** BEGIN Material to process **

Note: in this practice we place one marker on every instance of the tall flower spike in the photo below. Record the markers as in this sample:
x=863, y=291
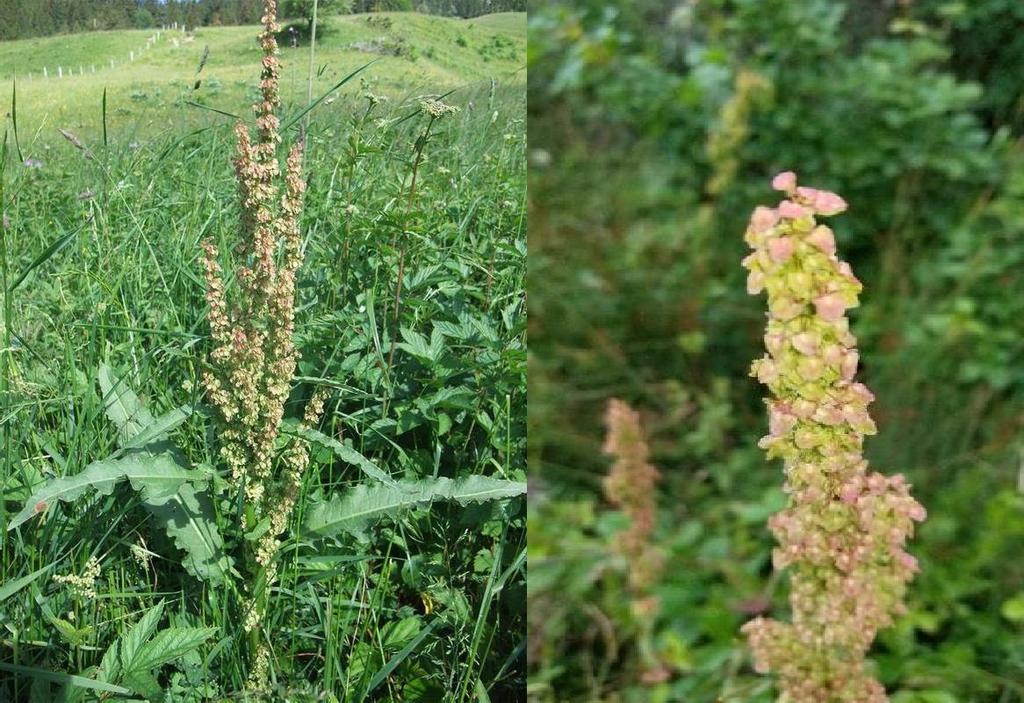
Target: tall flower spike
x=843, y=533
x=630, y=486
x=253, y=354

** END Material to process **

Required work: Please put every line of the records above into a JSON list of strings, one string per line, leaving out blank lines and the pictures.

Finished exercise:
[
  "Note: in this practice we place one marker on every instance of the tall flower spike in the photo below. Record the markers as in this sample:",
  "x=863, y=291",
  "Target: tall flower spike",
  "x=843, y=533",
  "x=630, y=486",
  "x=253, y=354"
]